**WHAT IS EXPECTED**
Go to the line containing "Target: open mouth" and return it and each line after it exactly, through the end of the data below, and nothing more.

--- TASK INPUT ---

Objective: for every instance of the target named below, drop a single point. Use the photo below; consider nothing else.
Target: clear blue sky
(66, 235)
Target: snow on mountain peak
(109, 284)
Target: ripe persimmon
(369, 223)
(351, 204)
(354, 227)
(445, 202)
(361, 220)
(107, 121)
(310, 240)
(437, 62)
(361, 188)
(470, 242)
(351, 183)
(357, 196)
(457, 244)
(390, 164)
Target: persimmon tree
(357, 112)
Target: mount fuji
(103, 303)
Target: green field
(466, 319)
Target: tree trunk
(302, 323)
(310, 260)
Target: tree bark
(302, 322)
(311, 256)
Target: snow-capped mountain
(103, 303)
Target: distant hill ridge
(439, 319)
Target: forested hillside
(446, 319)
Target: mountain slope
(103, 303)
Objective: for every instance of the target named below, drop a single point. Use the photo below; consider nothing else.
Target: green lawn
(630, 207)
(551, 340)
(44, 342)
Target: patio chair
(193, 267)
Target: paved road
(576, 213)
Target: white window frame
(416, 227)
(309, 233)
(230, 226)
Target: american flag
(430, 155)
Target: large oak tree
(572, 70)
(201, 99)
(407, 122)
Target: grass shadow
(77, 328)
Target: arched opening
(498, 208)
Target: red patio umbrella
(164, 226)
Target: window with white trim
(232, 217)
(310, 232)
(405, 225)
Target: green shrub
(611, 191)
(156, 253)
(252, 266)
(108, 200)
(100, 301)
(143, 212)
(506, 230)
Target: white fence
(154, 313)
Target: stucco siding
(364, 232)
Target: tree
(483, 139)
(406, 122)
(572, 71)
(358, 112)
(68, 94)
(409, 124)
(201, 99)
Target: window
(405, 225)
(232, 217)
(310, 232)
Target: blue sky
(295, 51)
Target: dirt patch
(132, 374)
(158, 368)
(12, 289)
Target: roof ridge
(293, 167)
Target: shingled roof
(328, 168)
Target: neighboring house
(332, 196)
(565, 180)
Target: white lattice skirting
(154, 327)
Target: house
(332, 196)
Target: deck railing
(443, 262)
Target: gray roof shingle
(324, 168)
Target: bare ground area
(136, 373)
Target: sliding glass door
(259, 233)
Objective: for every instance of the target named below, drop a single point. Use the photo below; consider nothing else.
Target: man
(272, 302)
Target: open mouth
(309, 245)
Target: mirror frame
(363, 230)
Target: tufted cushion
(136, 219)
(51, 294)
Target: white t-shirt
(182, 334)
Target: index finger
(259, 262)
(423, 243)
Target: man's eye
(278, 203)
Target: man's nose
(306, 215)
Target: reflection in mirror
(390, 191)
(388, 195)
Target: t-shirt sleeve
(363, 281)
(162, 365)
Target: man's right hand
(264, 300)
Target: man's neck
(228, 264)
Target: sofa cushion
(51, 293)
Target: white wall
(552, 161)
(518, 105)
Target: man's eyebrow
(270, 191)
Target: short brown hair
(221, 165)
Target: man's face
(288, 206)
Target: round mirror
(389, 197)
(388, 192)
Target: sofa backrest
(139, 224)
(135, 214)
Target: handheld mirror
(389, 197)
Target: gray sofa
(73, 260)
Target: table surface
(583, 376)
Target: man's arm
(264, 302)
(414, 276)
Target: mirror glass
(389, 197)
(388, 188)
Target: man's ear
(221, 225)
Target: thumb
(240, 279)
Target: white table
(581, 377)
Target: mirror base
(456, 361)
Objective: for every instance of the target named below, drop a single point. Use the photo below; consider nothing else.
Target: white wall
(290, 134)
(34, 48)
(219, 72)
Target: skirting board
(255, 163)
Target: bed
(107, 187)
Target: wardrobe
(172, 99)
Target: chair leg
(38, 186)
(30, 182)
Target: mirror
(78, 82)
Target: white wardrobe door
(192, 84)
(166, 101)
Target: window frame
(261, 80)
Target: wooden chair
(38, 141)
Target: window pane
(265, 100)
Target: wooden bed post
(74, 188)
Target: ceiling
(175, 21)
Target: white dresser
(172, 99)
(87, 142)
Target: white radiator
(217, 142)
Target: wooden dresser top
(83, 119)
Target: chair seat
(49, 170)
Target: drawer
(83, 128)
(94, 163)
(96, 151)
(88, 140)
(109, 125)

---

**ANSWER BOX**
Target: open mouth
(309, 245)
Target: mirror frame
(363, 230)
Target: tufted cushion
(136, 219)
(51, 294)
Target: white t-shirt
(182, 334)
Target: index finger
(259, 262)
(423, 243)
Target: man's eye
(278, 203)
Target: man's nose
(306, 215)
Target: reflection in mirror
(390, 191)
(388, 195)
Target: t-shirt sleeve
(363, 281)
(162, 365)
Target: man's right hand
(264, 300)
Target: man's neck
(228, 264)
Target: sofa cushion
(51, 293)
Target: white wall
(552, 161)
(518, 105)
Target: man's eyebrow
(270, 191)
Target: short brown hair
(221, 165)
Target: man's face
(288, 206)
Target: round mirror
(389, 197)
(388, 192)
Target: sofa backrest
(139, 224)
(135, 214)
Target: handheld mirror
(389, 197)
Target: gray sofa
(73, 260)
Target: table surface
(583, 376)
Target: man's arm
(264, 302)
(414, 276)
Target: mirror glass
(389, 197)
(388, 188)
Target: man's ear
(221, 225)
Target: thumb
(240, 279)
Target: white table
(581, 377)
Target: mirror base
(456, 361)
Objective: for every instance of the target named below, drop a single point. Use the photo below; consider nothing else.
Target: white wall
(290, 134)
(34, 48)
(219, 72)
Target: skirting board
(255, 163)
Target: bed
(107, 187)
Target: wardrobe
(172, 99)
Target: chair leg
(38, 186)
(30, 182)
Target: mirror
(78, 82)
Target: white wardrobe door
(192, 84)
(166, 101)
Target: window frame
(261, 80)
Target: wooden chair
(38, 141)
Target: window pane
(265, 100)
Target: wooden bed post
(74, 188)
Target: ceiling
(175, 21)
Target: white dresser
(172, 99)
(87, 142)
Target: white radiator
(217, 142)
Target: wooden dresser top
(83, 119)
Target: chair seat
(49, 170)
Target: drawer
(83, 128)
(94, 163)
(96, 151)
(88, 140)
(109, 125)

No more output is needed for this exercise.